> _TEXTE FOURNI_:
Une protection contre la vie chère est une principale cause des prix trop élevés

La surrémunération contribue beaucoup à la vie chère à La Réunion

17 janvier, par Manuel Marchal

Selon le résultat d’une étude sur l’octroi de mer commandée par l’Association des maires de France et l’Association des communes et collectivités d’outre-mer, bien plus que les taxes, la vie chère à La Réunion s’explique par la surrémunération des fonctionnaires (+53 %) et de certains salariés du privé. Cette prime, censée compenser le coût de la vie, a des effets pervers : les prix sont calculés en fonction du pouvoir d’achat de ces bénéficiaires qui appartiennent dans notre pays à la classe sociale aisée. Ce système découle du néocolonialisme français, alimente les inégalités et profite aux grandes enseignes françaises implantées à La Réunion. Réformer la surrémunération reste un sujet dérangeant à La Réunion, d’autant plus que les bénéficiaires de ce système ont pris le pouvoir dans la plupart des institutions.

> _EXERCICE ÉCRIT 1_:
D'après le texte fourni, à combien s'élève la surrémunération des fonctionnaires à La Réunion ?

> _Entrées du jeu de données de pointage_:

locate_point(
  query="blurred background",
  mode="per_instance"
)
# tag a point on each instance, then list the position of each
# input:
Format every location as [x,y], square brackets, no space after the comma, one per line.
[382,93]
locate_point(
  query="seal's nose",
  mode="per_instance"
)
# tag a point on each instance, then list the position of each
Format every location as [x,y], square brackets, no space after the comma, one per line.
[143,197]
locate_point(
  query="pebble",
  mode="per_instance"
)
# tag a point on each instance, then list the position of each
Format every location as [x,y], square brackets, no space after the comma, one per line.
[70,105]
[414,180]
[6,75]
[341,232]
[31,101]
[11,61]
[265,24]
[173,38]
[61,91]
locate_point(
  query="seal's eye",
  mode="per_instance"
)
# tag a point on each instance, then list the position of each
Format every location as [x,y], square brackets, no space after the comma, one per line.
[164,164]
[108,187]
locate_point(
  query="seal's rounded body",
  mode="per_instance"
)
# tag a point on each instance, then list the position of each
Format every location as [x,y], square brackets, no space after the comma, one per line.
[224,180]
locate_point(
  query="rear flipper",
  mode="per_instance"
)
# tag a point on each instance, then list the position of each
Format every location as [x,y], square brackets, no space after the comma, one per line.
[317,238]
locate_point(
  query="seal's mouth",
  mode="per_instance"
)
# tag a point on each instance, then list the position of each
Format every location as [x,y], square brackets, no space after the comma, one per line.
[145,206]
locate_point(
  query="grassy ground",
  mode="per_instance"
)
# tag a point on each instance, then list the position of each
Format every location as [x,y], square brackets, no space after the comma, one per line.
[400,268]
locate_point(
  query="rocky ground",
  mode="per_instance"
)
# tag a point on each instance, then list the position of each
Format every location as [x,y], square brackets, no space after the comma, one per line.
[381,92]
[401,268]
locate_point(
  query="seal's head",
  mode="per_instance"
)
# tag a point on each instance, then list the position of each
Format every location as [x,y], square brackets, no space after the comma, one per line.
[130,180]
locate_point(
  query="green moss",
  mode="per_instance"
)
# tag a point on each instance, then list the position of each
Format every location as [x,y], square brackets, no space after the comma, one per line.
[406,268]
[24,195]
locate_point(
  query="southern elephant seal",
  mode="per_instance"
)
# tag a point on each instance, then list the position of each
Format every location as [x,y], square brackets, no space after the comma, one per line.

> _EXERCICE ÉCRIT 2_:
Rassemblez, s'il vous plaît, toutes les lignes des entrées où figure le mot "seal".

> _CORRIGÉ 1_:
Elle s'élève à 53 %.

> _CORRIGÉ 2_:
  query="seal's nose",
  query="seal's eye",
  query="seal's rounded body",
  query="seal's mouth",
  query="seal's head",
  query="southern elephant seal",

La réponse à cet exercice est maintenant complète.